Copy out every one of the following records line for line, leaving out the pictures.

[Segmentation mask data]
============================================================
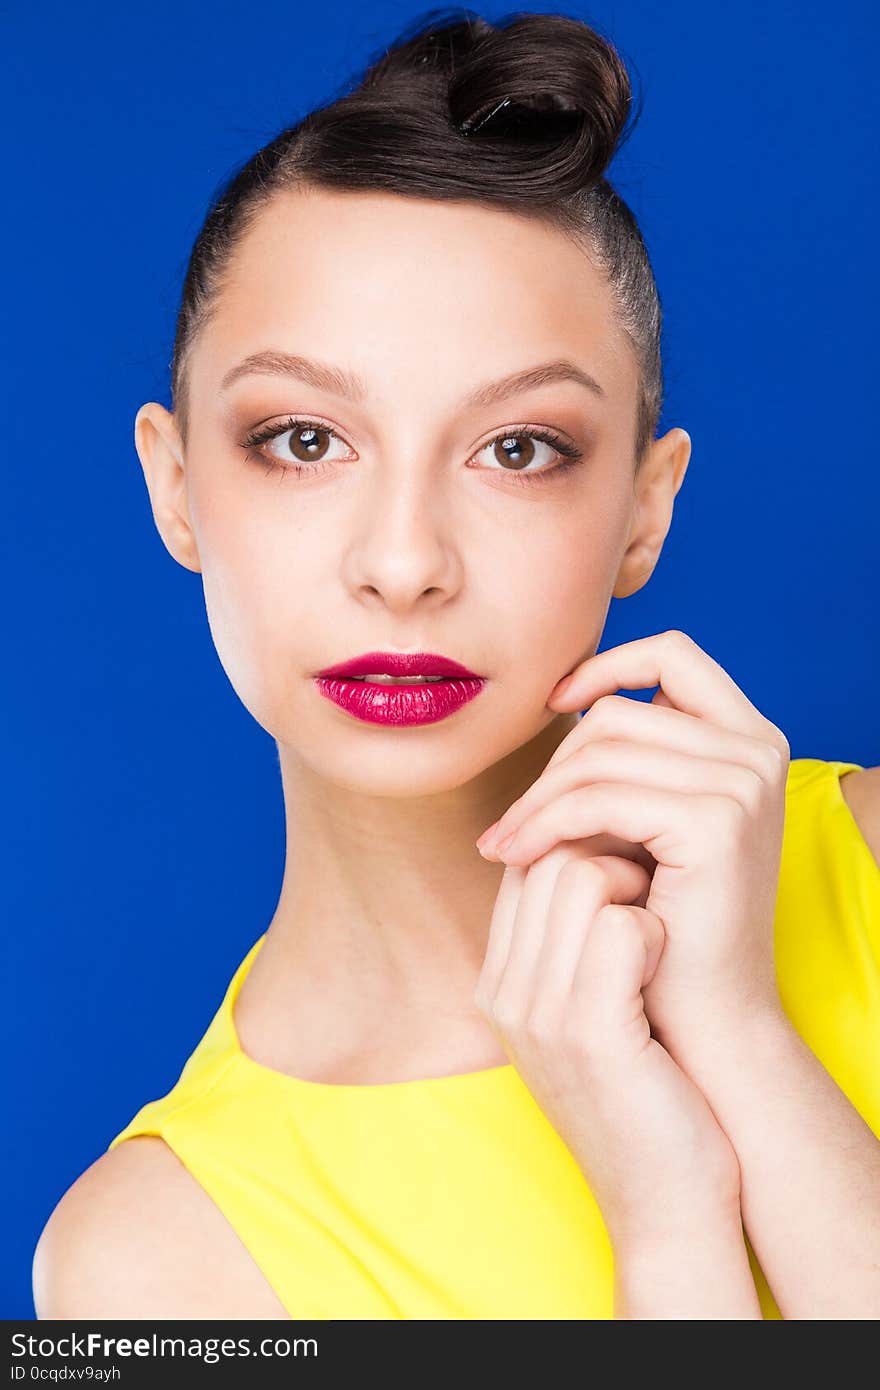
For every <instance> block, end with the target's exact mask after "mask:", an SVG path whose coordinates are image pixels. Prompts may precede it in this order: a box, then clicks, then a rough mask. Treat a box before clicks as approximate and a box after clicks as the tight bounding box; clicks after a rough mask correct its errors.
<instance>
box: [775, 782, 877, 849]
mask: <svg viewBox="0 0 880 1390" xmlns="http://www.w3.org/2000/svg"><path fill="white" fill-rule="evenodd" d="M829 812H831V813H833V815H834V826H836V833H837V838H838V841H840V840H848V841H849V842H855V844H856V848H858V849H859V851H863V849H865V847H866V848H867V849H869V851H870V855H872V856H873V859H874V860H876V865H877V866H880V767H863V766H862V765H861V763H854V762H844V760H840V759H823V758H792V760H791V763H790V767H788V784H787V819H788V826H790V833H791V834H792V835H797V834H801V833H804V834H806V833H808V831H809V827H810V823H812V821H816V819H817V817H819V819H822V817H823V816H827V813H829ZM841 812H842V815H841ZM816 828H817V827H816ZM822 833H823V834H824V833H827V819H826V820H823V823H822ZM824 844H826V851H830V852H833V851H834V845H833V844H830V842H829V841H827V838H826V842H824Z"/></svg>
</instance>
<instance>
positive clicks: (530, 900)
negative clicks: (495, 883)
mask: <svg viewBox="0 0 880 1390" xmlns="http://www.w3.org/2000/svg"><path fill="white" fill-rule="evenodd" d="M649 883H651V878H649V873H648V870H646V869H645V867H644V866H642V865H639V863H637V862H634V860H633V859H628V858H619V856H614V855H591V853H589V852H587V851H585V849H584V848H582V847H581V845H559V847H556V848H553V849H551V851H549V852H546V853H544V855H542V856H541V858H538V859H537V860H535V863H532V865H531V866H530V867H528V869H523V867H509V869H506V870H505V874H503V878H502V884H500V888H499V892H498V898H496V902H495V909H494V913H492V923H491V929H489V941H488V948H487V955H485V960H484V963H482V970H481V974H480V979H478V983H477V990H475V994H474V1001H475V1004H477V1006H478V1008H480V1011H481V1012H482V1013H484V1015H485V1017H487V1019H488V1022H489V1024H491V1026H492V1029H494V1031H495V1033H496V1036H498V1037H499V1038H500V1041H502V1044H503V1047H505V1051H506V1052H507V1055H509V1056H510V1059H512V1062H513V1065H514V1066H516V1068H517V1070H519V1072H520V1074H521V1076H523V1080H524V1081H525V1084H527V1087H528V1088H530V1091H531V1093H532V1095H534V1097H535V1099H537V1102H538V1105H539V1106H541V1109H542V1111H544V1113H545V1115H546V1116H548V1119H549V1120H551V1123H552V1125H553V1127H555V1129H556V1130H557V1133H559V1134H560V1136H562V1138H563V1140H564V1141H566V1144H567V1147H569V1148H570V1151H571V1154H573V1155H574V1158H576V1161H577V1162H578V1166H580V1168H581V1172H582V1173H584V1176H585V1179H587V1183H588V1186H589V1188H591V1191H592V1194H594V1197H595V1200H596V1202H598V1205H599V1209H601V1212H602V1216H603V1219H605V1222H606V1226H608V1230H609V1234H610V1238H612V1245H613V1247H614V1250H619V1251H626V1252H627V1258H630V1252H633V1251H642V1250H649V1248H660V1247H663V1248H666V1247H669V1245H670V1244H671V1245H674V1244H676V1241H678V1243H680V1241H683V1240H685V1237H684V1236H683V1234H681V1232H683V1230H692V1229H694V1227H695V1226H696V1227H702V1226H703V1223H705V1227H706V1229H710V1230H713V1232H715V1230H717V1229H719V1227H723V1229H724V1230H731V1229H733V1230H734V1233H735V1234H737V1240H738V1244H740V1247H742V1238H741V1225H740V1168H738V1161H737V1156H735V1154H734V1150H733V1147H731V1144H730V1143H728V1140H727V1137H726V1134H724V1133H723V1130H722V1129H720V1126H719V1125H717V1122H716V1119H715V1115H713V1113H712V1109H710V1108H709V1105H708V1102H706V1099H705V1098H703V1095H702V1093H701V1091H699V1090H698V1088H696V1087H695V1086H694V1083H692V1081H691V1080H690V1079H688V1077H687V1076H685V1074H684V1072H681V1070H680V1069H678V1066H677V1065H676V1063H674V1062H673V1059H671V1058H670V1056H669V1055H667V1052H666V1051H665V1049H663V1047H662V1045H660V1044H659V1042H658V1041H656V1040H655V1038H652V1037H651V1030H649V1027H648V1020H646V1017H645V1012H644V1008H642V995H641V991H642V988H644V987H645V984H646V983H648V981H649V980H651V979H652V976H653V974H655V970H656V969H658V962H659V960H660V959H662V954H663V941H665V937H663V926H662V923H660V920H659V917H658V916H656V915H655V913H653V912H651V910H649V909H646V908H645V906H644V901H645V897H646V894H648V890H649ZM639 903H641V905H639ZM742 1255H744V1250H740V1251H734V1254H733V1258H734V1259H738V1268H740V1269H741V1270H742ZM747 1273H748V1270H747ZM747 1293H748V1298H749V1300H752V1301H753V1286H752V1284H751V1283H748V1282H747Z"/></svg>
============================================================
EXERCISE OUTPUT:
For every <instance> block, end with the target's exact mask after "mask:", an SVG path whose coordinates are image pixels. Prompts may precede it in this order: a box, then clicks, then a rough mask. Treat a box before clicks as approximate and a box after clicks as the tight bounding box; clicks after a rough mask correct its errors.
<instance>
box: [775, 782, 877, 849]
mask: <svg viewBox="0 0 880 1390" xmlns="http://www.w3.org/2000/svg"><path fill="white" fill-rule="evenodd" d="M829 812H831V813H833V815H834V826H836V833H837V838H838V841H840V840H848V841H849V842H855V844H856V848H858V849H859V851H863V849H865V847H866V848H867V849H869V851H870V855H872V856H873V859H874V860H876V865H877V866H880V767H863V766H862V765H861V763H854V762H844V760H840V759H823V758H792V760H791V763H790V767H788V784H787V819H788V826H790V833H791V834H792V835H797V834H801V833H804V834H806V833H808V831H809V827H810V823H812V821H816V819H817V817H819V819H822V817H823V816H827V813H829ZM841 812H842V815H841ZM816 828H817V827H816ZM822 833H823V834H824V833H827V819H826V820H823V823H822ZM824 844H826V851H830V852H833V851H834V845H833V844H830V842H829V841H827V838H826V842H824Z"/></svg>
</instance>
<instance>
positive clicks: (530, 900)
negative clicks: (495, 883)
mask: <svg viewBox="0 0 880 1390" xmlns="http://www.w3.org/2000/svg"><path fill="white" fill-rule="evenodd" d="M649 883H651V878H649V873H648V870H646V869H645V867H644V866H642V865H639V863H637V862H634V860H633V859H628V858H619V856H614V855H591V853H589V852H587V851H585V849H584V848H582V847H581V845H559V847H556V848H553V849H551V851H549V852H546V853H544V855H542V856H541V858H538V859H537V860H535V863H532V865H531V866H530V867H528V869H523V867H509V869H506V870H505V874H503V878H502V884H500V888H499V892H498V898H496V902H495V909H494V913H492V923H491V929H489V941H488V948H487V955H485V960H484V963H482V970H481V974H480V979H478V983H477V990H475V994H474V1001H475V1004H477V1006H478V1008H480V1011H481V1012H482V1013H484V1015H485V1017H487V1019H488V1022H489V1024H491V1026H492V1029H494V1031H495V1033H496V1036H498V1037H499V1038H500V1041H502V1044H503V1047H505V1051H506V1052H507V1055H509V1056H510V1059H512V1062H513V1065H514V1066H516V1068H517V1070H519V1072H520V1074H521V1076H523V1080H524V1081H525V1084H527V1087H528V1088H530V1091H531V1093H532V1095H534V1097H535V1099H537V1102H538V1105H539V1106H541V1109H542V1111H544V1113H545V1115H546V1116H548V1119H549V1120H551V1123H552V1125H553V1127H555V1129H556V1130H557V1133H559V1134H560V1136H562V1138H563V1140H564V1141H566V1144H567V1147H569V1148H570V1151H571V1154H573V1155H574V1158H576V1161H577V1162H578V1166H580V1168H581V1172H582V1173H584V1176H585V1179H587V1183H588V1186H589V1188H591V1191H592V1194H594V1197H595V1200H596V1202H598V1205H599V1209H601V1212H602V1216H603V1219H605V1222H606V1226H608V1230H609V1234H610V1238H612V1245H613V1247H614V1250H619V1251H626V1252H627V1258H630V1252H633V1251H642V1250H649V1248H660V1247H663V1248H666V1247H669V1245H670V1244H671V1245H674V1244H676V1241H678V1243H680V1241H683V1240H685V1237H684V1236H683V1234H681V1232H683V1230H692V1229H694V1227H695V1226H696V1227H702V1226H703V1223H705V1227H706V1229H710V1230H713V1232H715V1230H717V1229H719V1227H723V1229H724V1230H731V1229H733V1230H734V1233H735V1234H737V1240H738V1244H740V1247H742V1238H741V1225H740V1168H738V1161H737V1156H735V1154H734V1150H733V1147H731V1144H730V1143H728V1140H727V1137H726V1134H724V1133H723V1130H722V1129H720V1126H719V1125H717V1122H716V1119H715V1115H713V1113H712V1109H710V1108H709V1105H708V1102H706V1099H705V1098H703V1095H702V1093H701V1091H699V1090H698V1088H696V1087H695V1086H694V1083H692V1081H691V1080H690V1079H688V1077H687V1076H685V1074H684V1072H681V1070H680V1069H678V1066H677V1065H676V1063H674V1062H673V1059H671V1058H670V1056H669V1055H667V1052H666V1051H665V1049H663V1047H662V1045H660V1044H659V1042H658V1041H656V1040H655V1038H652V1037H651V1030H649V1027H648V1020H646V1017H645V1012H644V1008H642V995H641V991H642V988H644V987H645V984H646V983H648V981H649V980H651V979H652V976H653V974H655V970H656V969H658V962H659V960H660V959H662V954H663V941H665V937H663V926H662V923H660V920H659V917H658V916H656V915H655V913H653V912H651V910H649V909H646V908H645V906H644V901H645V897H646V894H648V890H649ZM639 903H641V905H639ZM742 1255H744V1250H740V1251H734V1254H733V1258H734V1259H738V1268H740V1269H741V1270H742ZM747 1273H748V1270H747ZM747 1293H748V1298H749V1300H752V1301H753V1286H752V1284H751V1283H748V1282H747Z"/></svg>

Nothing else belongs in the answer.